→ Problem description: In the ANZAC India article, begin at the words "The Australia India Institute (AII)" and stop after "said Prof. Stanley.". Reproduce that stretch with "Gallipoli campaign" renamed to "Dardanelles campaign" throughout.

→ Provided passage:

‘The ANZAC India Story’ at the Australia India Institute

MELBOURNE, 22 April 2024: About 16,000 soldiers from the British India Army were part of the allied forces campaign at Gallipoli from 19 February 1915 to 9 January 1916, during the first world war. The aim being to weaken the  Ottoman Empire and make the Suez Canal safe.  Every year 25th April is the commemoration day of the Gallipoli campaign.

The Australia India Institute (AII) today celebrated the untold history of the ANZAC-India relationship formed at Gallipoli in 1915. Lisa Singh, CEO, AII made the initial remarks about the current relations between Australia and India and how the participation of Indian soldiers of the British India Army in the Gallipoli campaign laid the foundation of the ANZAC India story:

Prof. Peter Stanley (military historian) who has done extensive research on Indian soldiers in Gallipoli and written the book ‘Die in Battle, Do not Despair: The Indians on Gallipoli 1915 (2021)’, gave the keynote address with a photogenic power-point presentation on the historical ANZAC-India contacts, as Australia grappled with the ‘White Australia’ policy. The Gallipoli campaign created communication channels between Australians and Indian soldiers, said Prof. Stanley.

→ Data records:
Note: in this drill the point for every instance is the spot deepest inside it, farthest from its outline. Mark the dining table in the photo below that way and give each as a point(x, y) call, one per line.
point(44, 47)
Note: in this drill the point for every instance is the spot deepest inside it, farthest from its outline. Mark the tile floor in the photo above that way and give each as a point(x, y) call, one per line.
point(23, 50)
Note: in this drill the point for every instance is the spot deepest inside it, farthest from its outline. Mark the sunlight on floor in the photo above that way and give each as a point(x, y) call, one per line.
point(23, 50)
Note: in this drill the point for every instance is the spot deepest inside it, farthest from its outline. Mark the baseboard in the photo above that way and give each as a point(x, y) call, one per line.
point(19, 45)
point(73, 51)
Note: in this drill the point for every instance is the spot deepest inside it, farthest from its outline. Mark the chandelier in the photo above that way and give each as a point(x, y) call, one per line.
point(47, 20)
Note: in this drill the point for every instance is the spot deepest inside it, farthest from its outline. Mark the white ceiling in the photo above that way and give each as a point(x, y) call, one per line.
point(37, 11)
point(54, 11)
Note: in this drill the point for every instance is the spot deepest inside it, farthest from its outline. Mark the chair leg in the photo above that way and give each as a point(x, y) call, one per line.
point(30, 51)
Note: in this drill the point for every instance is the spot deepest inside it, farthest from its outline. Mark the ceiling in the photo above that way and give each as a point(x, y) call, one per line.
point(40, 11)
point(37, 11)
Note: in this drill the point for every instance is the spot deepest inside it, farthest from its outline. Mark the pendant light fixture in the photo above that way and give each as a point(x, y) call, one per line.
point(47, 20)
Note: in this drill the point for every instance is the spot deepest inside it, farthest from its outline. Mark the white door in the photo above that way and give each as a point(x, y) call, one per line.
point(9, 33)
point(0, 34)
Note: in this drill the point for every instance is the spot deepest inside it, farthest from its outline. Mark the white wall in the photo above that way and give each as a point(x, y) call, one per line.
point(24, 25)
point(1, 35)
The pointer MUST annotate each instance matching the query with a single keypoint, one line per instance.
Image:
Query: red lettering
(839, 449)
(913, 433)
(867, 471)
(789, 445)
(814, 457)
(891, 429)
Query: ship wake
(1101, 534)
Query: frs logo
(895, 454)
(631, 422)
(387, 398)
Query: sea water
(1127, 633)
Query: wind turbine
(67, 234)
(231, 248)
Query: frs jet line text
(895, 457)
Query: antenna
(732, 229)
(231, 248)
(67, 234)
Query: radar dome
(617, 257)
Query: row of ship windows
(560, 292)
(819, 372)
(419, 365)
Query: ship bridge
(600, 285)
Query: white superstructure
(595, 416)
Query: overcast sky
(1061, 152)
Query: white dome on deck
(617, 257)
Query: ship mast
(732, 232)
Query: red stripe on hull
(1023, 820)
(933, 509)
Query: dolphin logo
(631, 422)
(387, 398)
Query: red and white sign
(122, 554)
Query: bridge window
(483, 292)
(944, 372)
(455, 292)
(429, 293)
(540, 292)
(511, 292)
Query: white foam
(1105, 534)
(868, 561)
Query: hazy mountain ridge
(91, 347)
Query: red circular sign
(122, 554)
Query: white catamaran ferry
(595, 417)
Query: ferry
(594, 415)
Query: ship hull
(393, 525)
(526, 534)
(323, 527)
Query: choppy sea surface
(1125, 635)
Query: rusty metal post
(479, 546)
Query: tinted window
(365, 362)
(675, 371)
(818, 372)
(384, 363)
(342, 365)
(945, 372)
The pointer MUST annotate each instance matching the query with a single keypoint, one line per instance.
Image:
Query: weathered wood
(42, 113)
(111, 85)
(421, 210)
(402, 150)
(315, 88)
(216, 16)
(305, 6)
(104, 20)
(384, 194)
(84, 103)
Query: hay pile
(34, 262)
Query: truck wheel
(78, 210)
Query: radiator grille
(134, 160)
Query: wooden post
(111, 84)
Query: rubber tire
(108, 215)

→ Output for this exercise:
The Australia India Institute (AII) today celebrated the untold history of the ANZAC-India relationship formed at Gallipoli in 1915. Lisa Singh, CEO, AII made the initial remarks about the current relations between Australia and India and how the participation of Indian soldiers of the British India Army in the Dardanelles campaign laid the foundation of the ANZAC India story:

Prof. Peter Stanley (military historian) who has done extensive research on Indian soldiers in Gallipoli and written the book ‘Die in Battle, Do not Despair: The Indians on Gallipoli 1915 (2021)’, gave the keynote address with a photogenic power-point presentation on the historical ANZAC-India contacts, as Australia grappled with the ‘White Australia’ policy. The Dardanelles campaign created communication channels between Australians and Indian soldiers, said Prof. Stanley.